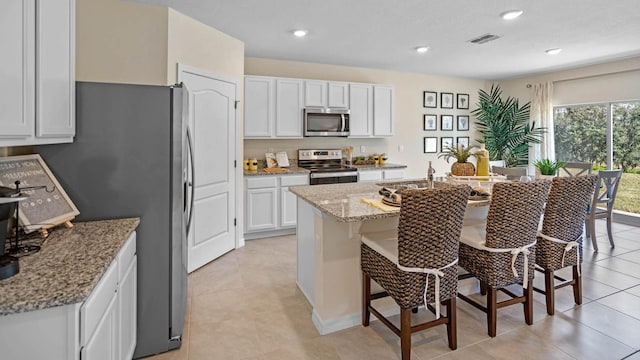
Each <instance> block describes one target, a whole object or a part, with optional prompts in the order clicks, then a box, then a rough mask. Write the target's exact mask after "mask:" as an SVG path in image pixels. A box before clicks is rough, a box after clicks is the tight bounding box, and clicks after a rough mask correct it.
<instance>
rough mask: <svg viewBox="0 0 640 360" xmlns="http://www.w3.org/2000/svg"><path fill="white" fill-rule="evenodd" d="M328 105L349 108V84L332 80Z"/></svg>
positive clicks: (330, 84)
mask: <svg viewBox="0 0 640 360" xmlns="http://www.w3.org/2000/svg"><path fill="white" fill-rule="evenodd" d="M327 105H328V106H329V107H330V108H336V109H348V108H349V84H348V83H335V82H330V83H329V91H328V100H327Z"/></svg>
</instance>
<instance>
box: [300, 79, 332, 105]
mask: <svg viewBox="0 0 640 360" xmlns="http://www.w3.org/2000/svg"><path fill="white" fill-rule="evenodd" d="M304 106H305V107H322V108H323V107H326V106H327V82H326V81H311V80H306V81H305V82H304Z"/></svg>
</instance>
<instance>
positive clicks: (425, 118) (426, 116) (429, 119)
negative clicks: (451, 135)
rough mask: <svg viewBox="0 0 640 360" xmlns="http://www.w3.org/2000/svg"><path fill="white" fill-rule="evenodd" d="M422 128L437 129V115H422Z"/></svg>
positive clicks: (437, 119) (431, 114) (428, 130)
mask: <svg viewBox="0 0 640 360" xmlns="http://www.w3.org/2000/svg"><path fill="white" fill-rule="evenodd" d="M424 130H425V131H435V130H438V115H434V114H425V115H424Z"/></svg>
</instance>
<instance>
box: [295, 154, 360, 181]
mask: <svg viewBox="0 0 640 360" xmlns="http://www.w3.org/2000/svg"><path fill="white" fill-rule="evenodd" d="M298 166H299V167H301V168H305V169H308V170H309V171H311V173H310V174H309V184H310V185H320V184H337V183H348V182H357V181H358V170H357V169H356V168H354V167H350V166H346V165H343V164H342V150H340V149H333V150H298Z"/></svg>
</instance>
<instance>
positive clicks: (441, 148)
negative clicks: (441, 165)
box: [440, 136, 453, 152]
mask: <svg viewBox="0 0 640 360" xmlns="http://www.w3.org/2000/svg"><path fill="white" fill-rule="evenodd" d="M452 146H453V137H452V136H443V137H441V138H440V152H445V151H446V150H447V148H450V147H452Z"/></svg>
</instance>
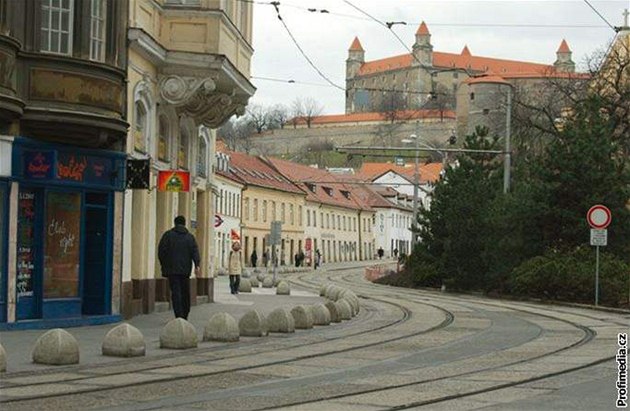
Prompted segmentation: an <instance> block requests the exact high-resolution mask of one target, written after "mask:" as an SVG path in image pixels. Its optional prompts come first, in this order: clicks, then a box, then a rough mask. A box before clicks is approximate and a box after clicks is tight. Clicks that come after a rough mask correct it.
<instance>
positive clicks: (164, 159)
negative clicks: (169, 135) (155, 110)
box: [158, 116, 171, 161]
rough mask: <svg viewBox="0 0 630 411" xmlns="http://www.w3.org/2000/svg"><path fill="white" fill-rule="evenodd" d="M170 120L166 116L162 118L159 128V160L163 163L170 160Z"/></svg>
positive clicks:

▸ **Task prompt**
Render the lines as a JSON list of strings, one string per line and with blank lines omitted, starting at the line containing "120L166 116L162 118L159" and continuing through the final line.

▸ **Answer section**
[
  "rough mask: <svg viewBox=\"0 0 630 411\" xmlns=\"http://www.w3.org/2000/svg\"><path fill=\"white\" fill-rule=\"evenodd\" d=\"M170 120L166 116L162 118L159 128V160L163 163L170 160Z\"/></svg>",
  "positive clicks:"
]